▶ **EXTRAIT DU TEXTE**
##########
Par Claude Monnier : Le corps mort et usé de Bertrand Tavernier vient d’être aspiré par l’Abîme mais son âme, obstinée, refusant de se rendre, est toujours là, parmi nous, et le restera pour longtemps. Son âme continuera de communiquer à travers ses films et ses innombrables textes de cinéma ; des textes toujours passionnés et gourmands, à l’oral comme à l’écrit.
Parfois, la meilleure manière de rendre hommage à un grand monsieur est de décrire ce qu’il a fait pour nous, subjectivement, et non objectivement. Permettez-moi donc de « rentrer en moi-même » et de revoir mes « contacts » avec cet homme et son œuvre.
Ainsi, je me revois enfant, devant la télé, au début des années quatre-vingt, éberlué par l’amertume et la bouffonnerie de Coup de torchon, l’une de mes premières prises de conscience de la bêtise humaine et du racisme.
##########
▶ **EXERCICE 1**
Dans l'hommage à Bertrand Tavernier, quel film l'auteur a-t-il découvert enfant à la télé, au début des années quatre-vingt ?
▶ **EXERCICE 2**
Recopiez tout le passage de l'hommage à Bertrand Tavernier qui va de "Par Claude Monnier" jusqu'à "et du racisme.", en mettant "télévision" à la place de "télé".
▶ **EXERCICE 3**
Poursuivez l'hommage à Bertrand Tavernier à partir de l'endroit où il s'arrête.
Les lignes n'ont aucun rôle dans ce travail.
##########
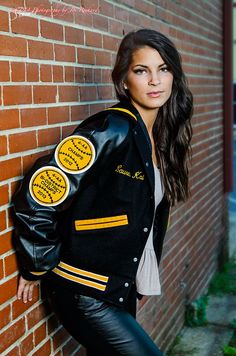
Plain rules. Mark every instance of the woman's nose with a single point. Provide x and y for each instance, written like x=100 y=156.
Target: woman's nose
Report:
x=154 y=79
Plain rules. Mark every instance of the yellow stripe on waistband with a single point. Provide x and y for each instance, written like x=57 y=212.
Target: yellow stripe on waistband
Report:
x=82 y=272
x=38 y=273
x=124 y=110
x=100 y=226
x=100 y=223
x=79 y=280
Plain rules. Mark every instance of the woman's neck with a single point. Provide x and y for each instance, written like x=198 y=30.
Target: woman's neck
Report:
x=148 y=116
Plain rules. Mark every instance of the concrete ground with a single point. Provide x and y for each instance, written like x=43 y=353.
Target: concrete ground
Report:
x=209 y=340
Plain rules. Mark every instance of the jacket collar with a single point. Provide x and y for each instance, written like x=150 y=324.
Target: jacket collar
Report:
x=141 y=137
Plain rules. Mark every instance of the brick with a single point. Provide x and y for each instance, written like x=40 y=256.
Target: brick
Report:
x=9 y=119
x=100 y=22
x=64 y=53
x=53 y=324
x=44 y=350
x=1 y=272
x=88 y=93
x=14 y=95
x=10 y=215
x=79 y=112
x=40 y=50
x=4 y=23
x=4 y=71
x=7 y=291
x=32 y=72
x=13 y=46
x=3 y=223
x=29 y=160
x=5 y=316
x=26 y=345
x=25 y=25
x=93 y=39
x=79 y=74
x=22 y=142
x=44 y=94
x=43 y=8
x=12 y=3
x=74 y=35
x=110 y=43
x=57 y=73
x=63 y=12
x=18 y=71
x=116 y=27
x=68 y=93
x=40 y=334
x=86 y=56
x=13 y=333
x=45 y=73
x=3 y=145
x=51 y=30
x=106 y=9
x=85 y=19
x=33 y=117
x=103 y=58
x=69 y=74
x=58 y=114
x=36 y=315
x=4 y=194
x=49 y=136
x=20 y=308
x=104 y=92
x=68 y=130
x=5 y=242
x=14 y=352
x=10 y=264
x=10 y=168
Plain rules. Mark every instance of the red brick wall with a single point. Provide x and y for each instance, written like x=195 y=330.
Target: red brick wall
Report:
x=55 y=71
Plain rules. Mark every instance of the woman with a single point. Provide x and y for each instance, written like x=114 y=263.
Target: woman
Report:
x=91 y=217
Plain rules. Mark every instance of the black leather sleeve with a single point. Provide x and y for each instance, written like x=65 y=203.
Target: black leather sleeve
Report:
x=50 y=186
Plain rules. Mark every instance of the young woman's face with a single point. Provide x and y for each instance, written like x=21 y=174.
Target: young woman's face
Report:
x=148 y=80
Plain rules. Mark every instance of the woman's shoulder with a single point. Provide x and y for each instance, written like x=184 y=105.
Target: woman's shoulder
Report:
x=117 y=119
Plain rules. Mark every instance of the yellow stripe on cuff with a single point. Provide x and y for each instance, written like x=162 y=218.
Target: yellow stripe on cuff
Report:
x=100 y=223
x=79 y=280
x=82 y=272
x=38 y=273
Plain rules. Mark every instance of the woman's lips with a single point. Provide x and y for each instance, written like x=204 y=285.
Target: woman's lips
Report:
x=155 y=94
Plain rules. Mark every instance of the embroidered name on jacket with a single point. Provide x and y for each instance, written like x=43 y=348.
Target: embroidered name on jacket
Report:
x=136 y=175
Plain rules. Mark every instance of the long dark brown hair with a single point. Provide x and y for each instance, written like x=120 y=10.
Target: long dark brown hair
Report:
x=172 y=131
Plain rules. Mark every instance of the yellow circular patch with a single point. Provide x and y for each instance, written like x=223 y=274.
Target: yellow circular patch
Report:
x=75 y=154
x=49 y=186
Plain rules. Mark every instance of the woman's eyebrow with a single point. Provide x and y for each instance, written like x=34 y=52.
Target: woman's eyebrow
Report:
x=144 y=66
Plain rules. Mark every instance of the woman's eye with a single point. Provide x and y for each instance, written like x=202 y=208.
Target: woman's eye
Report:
x=139 y=71
x=164 y=69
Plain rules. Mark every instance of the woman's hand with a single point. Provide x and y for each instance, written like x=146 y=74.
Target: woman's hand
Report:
x=25 y=289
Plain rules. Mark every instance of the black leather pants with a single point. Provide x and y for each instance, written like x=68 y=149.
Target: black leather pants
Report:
x=104 y=329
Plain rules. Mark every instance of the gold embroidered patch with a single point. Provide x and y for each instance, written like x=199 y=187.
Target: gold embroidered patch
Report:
x=49 y=186
x=75 y=154
x=136 y=175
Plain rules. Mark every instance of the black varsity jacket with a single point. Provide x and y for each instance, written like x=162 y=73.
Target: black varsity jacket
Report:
x=84 y=212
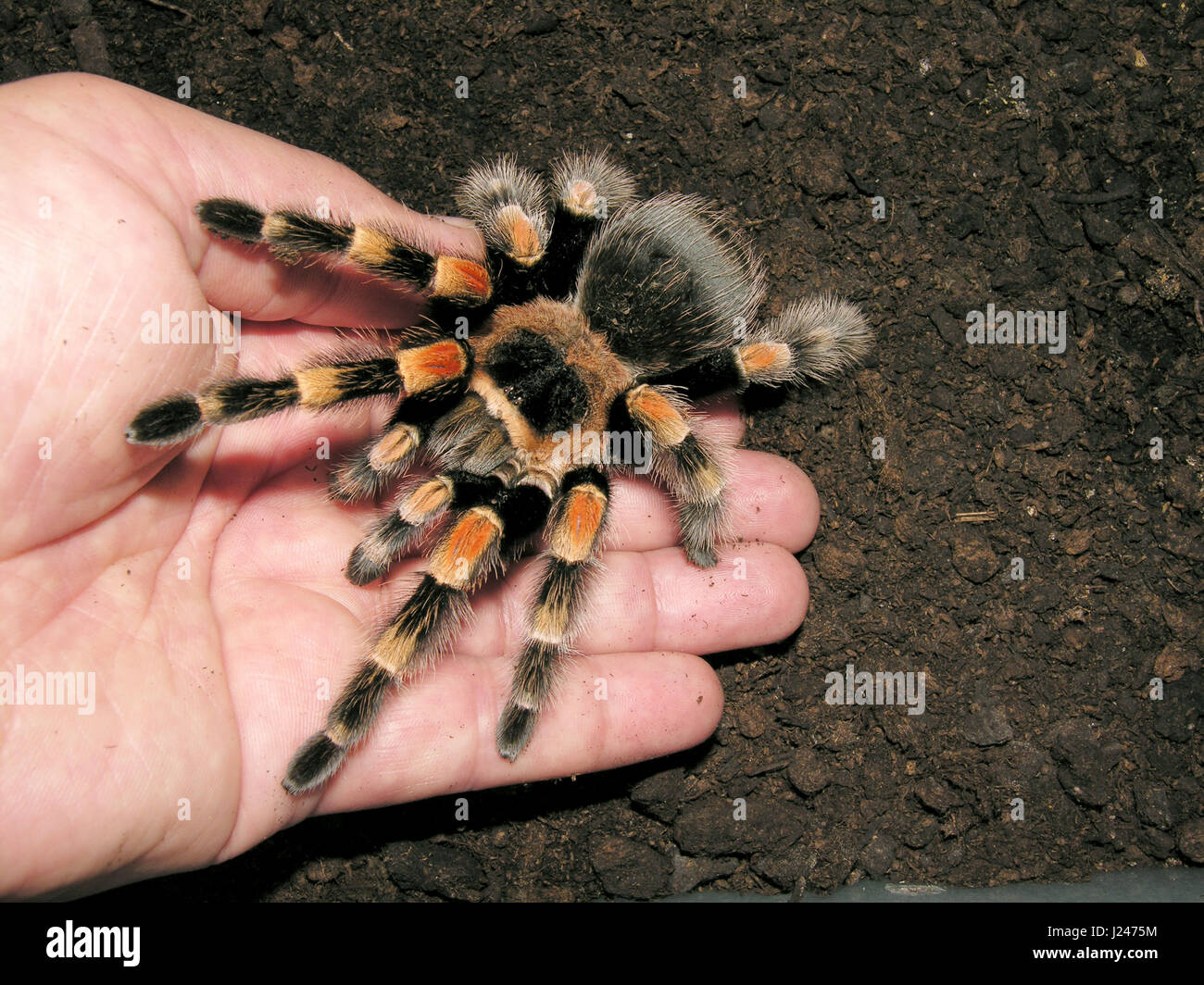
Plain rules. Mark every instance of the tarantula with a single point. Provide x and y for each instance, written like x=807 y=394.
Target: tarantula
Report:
x=591 y=311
##########
▶ **RÉPONSE 1**
Coup de torchon.

▶ **RÉPONSE 2**
Par Claude Monnier : Le corps mort et usé de Bertrand Tavernier vient d’être aspiré par l’Abîme mais son âme, obstinée, refusant de se rendre, est toujours là, parmi nous, et le restera pour longtemps. Son âme continuera de communiquer à travers ses films et ses innombrables textes de cinéma ; des textes toujours passionnés et gourmands, à l’oral comme à l’écrit.
Parfois, la meilleure manière de rendre hommage à un grand monsieur est de décrire ce qu’il a fait pour nous, subjectivement, et non objectivement. Permettez-moi donc de « rentrer en moi-même » et de revoir mes « contacts » avec cet homme et son œuvre.
Ainsi, je me revois enfant, devant la télévision, au début des années quatre-vingt, éberlué par l’amertume et la bouffonnerie de Coup de torchon, l’une de mes premières prises de conscience de la bêtise humaine et du racisme.

▶ **RÉPONSE 3**
Je me revois adolescent, lisant et relisant Starfix dans ma chambre et ne comprenant pas comment un cinéaste français possède assez de ressources et de diversité pour faire, tantôt un film « de vieux » (Un Dimanche à la campagne), tantôt un film romantique et stylisé sur le Jazz (Autour de minuit), tantôt un film ultra réaliste sur le Moyen Age (La Passion Béatrice). Seul point commun, en dehors de la fascination historienne pour le passé : la passion exclusive justement, l’obstination maladive des personnages. Et peut-être une sourde mélancolie, une sourde douleur, présentes aussi dans tous les autres films, précédents ou suivants…
Je me revois jeune adulte, au début des années quatre-vingt-dix, à la Bibliothèque municipale, consultant sans arrêt 50 ans de cinéma américain, ouvrage énorme et trop cher pour moi, et jubilant devant les longs articles laudatifs de Tavernier et son compère Coursodon (disparu lui aussi récemment) sur Brian De Palma et Ridley Scott, deux de mes cinéastes fétiches. En quelque sorte, une confirmation et une légitimation de ce qu’avait fait Starfix, revue qui venait hélas de disparaître. Evidemment, à la même époque et comme tous les cinéphiles, j’étais aussi un peu « jaloux », mais surtout admiratif, de voir comment Tavernier avait pu faire « ami-ami », dans les années soixante, avec John Ford, Henry Hathaway ou Anthony Mann, les faisant parler comme nul autre avant lui (cet ouvrage d’entretiens, Amis américains, étant également trop cher pour moi à l’époque, je le lisais « goûte à goûte », pour ainsi dire, encore et toujours en Bibliothèque municipale, ce paradis sur Terre).
Parallèlement, durant cette même décennie, je me revois « dépassé » par la série de grands films sociaux et engagés (L.627, L’Appât, Ça commence aujourd’hui), entrecoupée, ô affolante virtuosité, par le franc éclat de rire de La Fille de d’Artagnan.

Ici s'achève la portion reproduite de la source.